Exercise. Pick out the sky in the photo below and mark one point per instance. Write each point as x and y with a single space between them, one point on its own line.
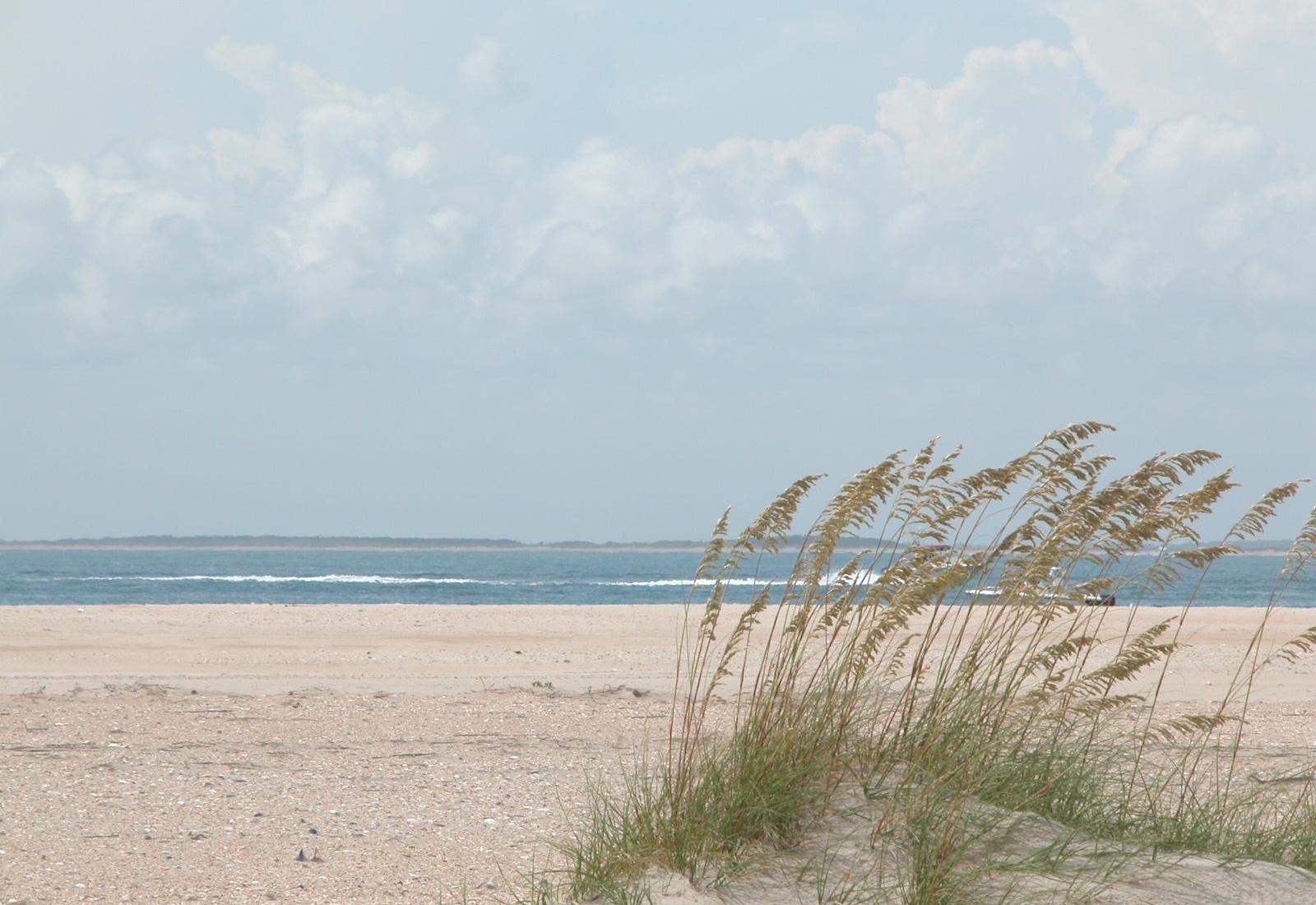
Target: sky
574 270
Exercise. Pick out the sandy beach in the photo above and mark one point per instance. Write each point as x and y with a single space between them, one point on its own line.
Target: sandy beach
407 753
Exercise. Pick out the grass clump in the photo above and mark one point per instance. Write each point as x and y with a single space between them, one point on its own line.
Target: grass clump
956 674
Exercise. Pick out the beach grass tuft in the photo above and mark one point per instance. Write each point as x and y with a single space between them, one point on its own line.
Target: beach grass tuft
957 680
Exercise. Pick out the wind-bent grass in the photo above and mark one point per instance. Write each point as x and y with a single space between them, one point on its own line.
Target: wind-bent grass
886 670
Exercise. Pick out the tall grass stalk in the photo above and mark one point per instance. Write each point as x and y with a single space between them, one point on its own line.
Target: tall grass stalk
886 669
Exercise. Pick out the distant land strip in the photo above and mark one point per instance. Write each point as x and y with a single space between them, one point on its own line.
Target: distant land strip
280 542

::::::::

**Objective**
Rewrite every entry above with "Pick out" replaced by "Locate" and everything else kept unchanged. Leave the pictures out.

**Answer for the task**
Exercise. Locate the sky in the photo below and mark one point per instance. Write each point as x and y with a single space between them, one point on its own line.
Target: sky
574 270
Exercise. Locate the sandy beach in the photo above and mark one point per instance. Write each point as x and y with a single space between them, one point on its own line.
Target: sandy beach
407 753
Exercise. Locate the grass clump in the photo above and mark one point per instance. Write each point as x and y with a single space between them, one point on its own line.
Target: grass clump
956 674
Exercise. Locate the beach grass tuft in the photo above and mark one point per instance. Write each point as x and y with a single space between them, one point on its own line.
Target: beach grass tuft
957 680
Exercise. Locate the wind-bent grass in the photo above and mark one point per instance. Write each point as x and y with a single space between them, one point on its own line.
Target: wind-bent grass
886 670
Exercise. Locate the tall grass stalk in the photo above and mark one point per instance. Write each point as x and y with a single space between them, one point on its own line.
Target: tall grass stalk
886 669
Exercise. Locate the distant land strip in the photo above and mark one point per instance. Write each point as x and y with a single space between them, one point on its own line.
Target: distant land strip
280 542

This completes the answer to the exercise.